START INFORMATION

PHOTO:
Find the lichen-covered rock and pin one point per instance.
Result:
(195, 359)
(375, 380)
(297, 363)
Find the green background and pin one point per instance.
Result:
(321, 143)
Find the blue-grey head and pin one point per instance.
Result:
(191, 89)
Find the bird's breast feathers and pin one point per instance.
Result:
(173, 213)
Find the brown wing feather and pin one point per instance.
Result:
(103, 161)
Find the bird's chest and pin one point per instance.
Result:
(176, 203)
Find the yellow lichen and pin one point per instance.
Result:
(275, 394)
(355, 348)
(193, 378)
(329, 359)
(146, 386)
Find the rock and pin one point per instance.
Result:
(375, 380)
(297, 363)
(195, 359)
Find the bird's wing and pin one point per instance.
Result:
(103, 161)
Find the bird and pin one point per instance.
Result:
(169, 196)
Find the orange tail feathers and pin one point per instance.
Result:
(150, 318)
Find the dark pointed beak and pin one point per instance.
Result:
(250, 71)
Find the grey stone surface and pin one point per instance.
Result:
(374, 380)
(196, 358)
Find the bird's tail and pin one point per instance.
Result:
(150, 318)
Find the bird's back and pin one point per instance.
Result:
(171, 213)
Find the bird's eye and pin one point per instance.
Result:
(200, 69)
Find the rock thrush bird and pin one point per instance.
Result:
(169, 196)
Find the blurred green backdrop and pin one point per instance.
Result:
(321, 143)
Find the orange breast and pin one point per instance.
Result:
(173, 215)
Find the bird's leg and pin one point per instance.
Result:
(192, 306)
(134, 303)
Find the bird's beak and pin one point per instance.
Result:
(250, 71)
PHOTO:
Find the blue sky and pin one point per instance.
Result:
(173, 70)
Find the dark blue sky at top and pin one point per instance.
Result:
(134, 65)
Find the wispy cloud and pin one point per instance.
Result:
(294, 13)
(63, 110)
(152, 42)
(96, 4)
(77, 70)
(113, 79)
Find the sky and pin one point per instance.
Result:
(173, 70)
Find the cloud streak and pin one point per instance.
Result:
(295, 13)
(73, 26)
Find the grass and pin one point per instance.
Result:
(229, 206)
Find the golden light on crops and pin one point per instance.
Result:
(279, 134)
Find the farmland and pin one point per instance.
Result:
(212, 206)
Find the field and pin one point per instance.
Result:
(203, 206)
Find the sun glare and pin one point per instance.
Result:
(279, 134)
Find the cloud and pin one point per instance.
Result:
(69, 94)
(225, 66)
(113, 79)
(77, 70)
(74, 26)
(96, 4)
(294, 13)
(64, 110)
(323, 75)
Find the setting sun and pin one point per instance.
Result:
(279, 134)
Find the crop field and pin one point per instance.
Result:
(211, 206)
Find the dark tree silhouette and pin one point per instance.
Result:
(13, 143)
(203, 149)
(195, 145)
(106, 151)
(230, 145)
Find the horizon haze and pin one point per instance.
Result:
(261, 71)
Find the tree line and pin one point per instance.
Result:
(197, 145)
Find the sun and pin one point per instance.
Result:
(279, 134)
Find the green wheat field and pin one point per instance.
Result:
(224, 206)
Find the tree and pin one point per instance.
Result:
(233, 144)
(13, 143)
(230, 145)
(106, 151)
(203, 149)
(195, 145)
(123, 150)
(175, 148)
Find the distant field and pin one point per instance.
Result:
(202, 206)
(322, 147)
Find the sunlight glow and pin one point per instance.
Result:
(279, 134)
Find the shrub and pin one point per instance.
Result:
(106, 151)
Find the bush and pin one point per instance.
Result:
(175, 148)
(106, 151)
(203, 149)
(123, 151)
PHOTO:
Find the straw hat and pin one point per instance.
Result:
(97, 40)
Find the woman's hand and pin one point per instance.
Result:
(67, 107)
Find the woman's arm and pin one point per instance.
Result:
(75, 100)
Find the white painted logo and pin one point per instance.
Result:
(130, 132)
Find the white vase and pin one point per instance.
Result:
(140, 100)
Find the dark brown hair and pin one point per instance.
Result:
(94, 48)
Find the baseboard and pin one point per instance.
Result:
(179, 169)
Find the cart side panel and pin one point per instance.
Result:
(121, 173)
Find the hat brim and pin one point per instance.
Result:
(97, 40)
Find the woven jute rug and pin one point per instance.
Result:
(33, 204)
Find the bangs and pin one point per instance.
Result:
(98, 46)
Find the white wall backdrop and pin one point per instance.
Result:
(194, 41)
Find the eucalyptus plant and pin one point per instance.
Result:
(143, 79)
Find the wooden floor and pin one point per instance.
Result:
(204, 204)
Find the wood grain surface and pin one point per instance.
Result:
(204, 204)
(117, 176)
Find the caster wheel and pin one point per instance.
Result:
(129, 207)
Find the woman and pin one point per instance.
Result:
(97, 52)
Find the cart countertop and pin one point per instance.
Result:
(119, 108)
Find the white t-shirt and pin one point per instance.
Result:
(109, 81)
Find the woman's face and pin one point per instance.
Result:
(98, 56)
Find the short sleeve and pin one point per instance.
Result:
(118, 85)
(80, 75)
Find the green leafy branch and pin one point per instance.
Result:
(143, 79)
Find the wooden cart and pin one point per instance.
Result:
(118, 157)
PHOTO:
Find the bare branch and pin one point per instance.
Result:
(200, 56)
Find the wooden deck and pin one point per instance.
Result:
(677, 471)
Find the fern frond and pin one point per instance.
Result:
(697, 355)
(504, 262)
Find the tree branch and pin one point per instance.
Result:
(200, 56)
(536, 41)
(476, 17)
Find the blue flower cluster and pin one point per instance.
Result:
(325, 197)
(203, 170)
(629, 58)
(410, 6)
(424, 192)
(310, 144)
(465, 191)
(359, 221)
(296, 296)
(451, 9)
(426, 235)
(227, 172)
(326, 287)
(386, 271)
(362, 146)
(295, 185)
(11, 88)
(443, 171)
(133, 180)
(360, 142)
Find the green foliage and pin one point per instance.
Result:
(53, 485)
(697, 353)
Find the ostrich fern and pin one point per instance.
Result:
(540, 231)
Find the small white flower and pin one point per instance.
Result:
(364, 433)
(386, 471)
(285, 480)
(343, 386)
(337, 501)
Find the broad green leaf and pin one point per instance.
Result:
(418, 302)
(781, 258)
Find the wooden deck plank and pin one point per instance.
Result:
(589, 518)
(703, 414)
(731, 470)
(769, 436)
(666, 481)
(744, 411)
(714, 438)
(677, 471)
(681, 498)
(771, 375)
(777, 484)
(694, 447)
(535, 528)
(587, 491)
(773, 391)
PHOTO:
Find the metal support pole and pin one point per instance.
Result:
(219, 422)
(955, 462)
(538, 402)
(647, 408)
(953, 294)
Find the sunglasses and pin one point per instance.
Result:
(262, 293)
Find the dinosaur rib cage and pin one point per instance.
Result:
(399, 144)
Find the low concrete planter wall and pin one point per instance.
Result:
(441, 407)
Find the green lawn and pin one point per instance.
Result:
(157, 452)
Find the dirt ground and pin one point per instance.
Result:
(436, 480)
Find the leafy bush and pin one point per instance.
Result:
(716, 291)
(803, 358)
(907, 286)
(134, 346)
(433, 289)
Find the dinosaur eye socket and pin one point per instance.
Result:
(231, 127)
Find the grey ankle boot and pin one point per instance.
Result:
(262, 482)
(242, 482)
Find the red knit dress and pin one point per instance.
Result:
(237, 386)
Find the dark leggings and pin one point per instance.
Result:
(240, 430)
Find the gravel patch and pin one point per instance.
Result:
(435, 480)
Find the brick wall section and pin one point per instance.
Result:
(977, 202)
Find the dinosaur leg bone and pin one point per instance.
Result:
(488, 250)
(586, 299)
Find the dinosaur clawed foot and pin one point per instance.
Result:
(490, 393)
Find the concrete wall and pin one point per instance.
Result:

END INFORMATION

EXERCISE
Return the records in full. Omit nothing.

ANSWER TO THIS TASK
PHOTO:
Find the lichen-covered rock and pin one point per instance.
Result:
(195, 359)
(375, 380)
(297, 363)
Find the green background and pin one point per instance.
Result:
(321, 143)
Find the blue-grey head and pin one point per instance.
Result:
(191, 89)
Find the bird's breast feathers and pin one point per instance.
Result:
(173, 213)
Find the brown wing feather and pin one point per instance.
Result:
(103, 161)
Find the bird's chest and pin one point per instance.
Result:
(176, 203)
Find the yellow lichen and pin one point per instance.
Result:
(275, 394)
(355, 348)
(193, 378)
(329, 359)
(146, 386)
Find the rock and pin one point per instance.
Result:
(375, 380)
(297, 363)
(195, 359)
Find the bird's wing and pin one point per instance.
Result:
(103, 161)
Find the bird and pin one point per instance.
Result:
(169, 196)
Find the orange tail feathers and pin one point per instance.
Result:
(150, 318)
Find the dark pointed beak and pin one point per instance.
Result:
(250, 71)
Find the grey stone surface and pin one point per instance.
Result:
(374, 380)
(196, 358)
Find the bird's tail and pin one point per instance.
Result:
(150, 318)
Find the bird's back and pin one point per instance.
Result:
(171, 213)
Find the bird's eye and pin one point per instance.
Result:
(200, 69)
Find the rock thrush bird and pin one point per instance.
Result:
(169, 196)
Find the blurred green backdrop and pin one point per instance.
Result:
(321, 143)
Find the orange breast and pin one point per instance.
Result:
(173, 215)
Find the bird's leg and pin one point per instance.
Result:
(192, 306)
(134, 303)
Find the bird's beak and pin one point per instance.
Result:
(250, 71)
PHOTO:
Find the blue sky and pin one point per instance.
Result:
(173, 70)
Find the dark blue sky at top and pin one point per instance.
Result:
(134, 65)
Find the wispy cloud and pin one point per instance.
Result:
(294, 13)
(63, 110)
(152, 42)
(96, 4)
(77, 70)
(113, 79)
Find the sky and pin one point per instance.
Result:
(173, 70)
Find the cloud streak and pin one point per instance.
Result:
(295, 13)
(73, 26)
Find the grass and pin one point per instance.
Result:
(229, 206)
Find the golden light on crops and pin one point per instance.
Result:
(279, 134)
Find the farmland and pin one point per instance.
Result:
(212, 206)
Find the field and pin one point per instance.
Result:
(203, 206)
Find the sun glare and pin one point per instance.
Result:
(279, 134)
Find the cloud and pin one point per instance.
Result:
(69, 94)
(225, 66)
(113, 79)
(77, 70)
(74, 26)
(96, 4)
(294, 13)
(64, 110)
(323, 75)
Find the setting sun and pin one point per instance.
Result:
(279, 134)
Find the crop field and pin one point per instance.
Result:
(211, 206)
Find the dark tree silhouette and pin one point per instance.
Result:
(13, 143)
(203, 149)
(195, 145)
(106, 151)
(230, 145)
Find the horizon haze and pin one point per instance.
Result:
(261, 71)
Find the tree line and pin one point per instance.
Result:
(197, 145)
Find the sun and pin one point per instance.
Result:
(279, 134)
Find the green wheat field and pin one point per instance.
Result:
(224, 206)
Find the tree and pin one point per instance.
Result:
(233, 144)
(13, 143)
(230, 145)
(106, 151)
(203, 149)
(195, 145)
(123, 150)
(175, 148)
Find the distant field and pin one point per instance.
Result:
(202, 206)
(322, 147)
Find the sunlight glow and pin one point per instance.
Result:
(279, 134)
Find the shrub and pin one point per instance.
Result:
(106, 151)
Find the bush and pin one point per instance.
Result:
(175, 148)
(106, 151)
(203, 149)
(123, 151)
PHOTO:
Find the straw hat and pin one point per instance.
Result:
(97, 40)
Find the woman's hand and pin one point per instance.
Result:
(67, 107)
Find the woman's arm and pin one point per instance.
Result:
(75, 100)
Find the white painted logo and pin one point per instance.
Result:
(130, 132)
Find the white vase and pin one point per instance.
Result:
(140, 100)
Find the dark brown hair and pin one point per instance.
Result:
(94, 48)
Find the baseboard and pin one point per instance.
Result:
(179, 169)
Find the cart side panel and pin one point per instance.
Result:
(121, 173)
Find the hat brim and pin one point per instance.
Result:
(97, 40)
Find the woven jute rug and pin one point per instance.
Result:
(33, 204)
Find the bangs and pin one point per instance.
Result:
(98, 46)
Find the white wall backdrop and pin one point per instance.
Result:
(194, 41)
Find the eucalyptus plant and pin one point per instance.
Result:
(143, 79)
Find the wooden floor and pin one point per instance.
Result:
(204, 204)
Find the wood grain surface and pin one point per instance.
Result:
(204, 204)
(117, 176)
Find the caster wheel and pin one point per instance.
Result:
(129, 207)
Find the woman and pin one point per instance.
Result:
(97, 52)
Find the cart countertop and pin one point per instance.
Result:
(119, 108)
Find the white t-shirt and pin one point per instance.
Result:
(109, 81)
Find the woman's face and pin one point per instance.
Result:
(98, 56)
Find the short sleeve and pin one point per instance.
Result:
(118, 85)
(80, 75)
Find the green leafy branch and pin one point per instance.
Result:
(143, 79)
Find the wooden cart and pin one point per instance.
Result:
(118, 157)
PHOTO:
Find the bare branch and pin one point per instance.
Result:
(200, 56)
Find the wooden deck and pin one point per instance.
Result:
(677, 471)
Find the fern frond and pin one point per instance.
Result:
(697, 355)
(504, 262)
Find the tree branch and pin one point per instance.
Result:
(200, 56)
(536, 41)
(476, 17)
Find the blue flower cluster and pin one point per instance.
Result:
(325, 197)
(203, 170)
(629, 58)
(410, 6)
(424, 192)
(310, 144)
(465, 191)
(359, 221)
(296, 296)
(451, 9)
(426, 235)
(227, 172)
(326, 287)
(386, 271)
(362, 146)
(295, 185)
(11, 88)
(443, 171)
(133, 180)
(360, 142)
Find the green foliage and pin one point per instance.
Result:
(53, 485)
(697, 353)
Find the ostrich fern and pin one point per instance.
Result:
(540, 231)
Find the small white flower and pin one point per instance.
Result:
(364, 433)
(386, 471)
(285, 480)
(343, 386)
(337, 501)
Find the broad green leaf and pin one point per instance.
Result:
(418, 302)
(781, 258)
Find the wooden deck plank and pin one point per instance.
Result:
(589, 518)
(703, 414)
(731, 470)
(769, 436)
(666, 481)
(744, 411)
(714, 438)
(677, 471)
(681, 498)
(771, 375)
(777, 484)
(694, 447)
(535, 528)
(587, 491)
(773, 391)
PHOTO:
Find the metal support pole and pin one point per instance.
Result:
(219, 422)
(955, 462)
(538, 402)
(647, 408)
(953, 294)
Find the sunglasses and pin one point per instance.
Result:
(262, 293)
Find the dinosaur rib cage and pin one point per instance.
Result:
(399, 144)
Find the low concrete planter wall and pin one point per instance.
Result:
(441, 407)
Find the green lawn and pin one point per instance.
Result:
(157, 452)
Find the dirt ground and pin one point per instance.
Result:
(436, 480)
Find the leafy bush and pin one point per instance.
Result:
(716, 291)
(803, 358)
(907, 286)
(134, 346)
(433, 289)
Find the dinosaur eye socket and pin one point per instance.
Result:
(231, 127)
Find the grey ankle boot and pin one point per instance.
Result:
(262, 482)
(242, 482)
Find the red knit dress and pin one point per instance.
Result:
(237, 386)
Find the dark leggings and pin one point per instance.
Result:
(240, 430)
Find the gravel patch and pin one point per instance.
Result:
(435, 480)
Find the brick wall section and pin one point per instance.
Result:
(977, 202)
Find the dinosaur leg bone and pin one point per instance.
Result:
(488, 250)
(586, 299)
Find the dinosaur clawed foot and pin one point per instance.
Result:
(490, 393)
Find the concrete wall and pin one point per instance.
Result:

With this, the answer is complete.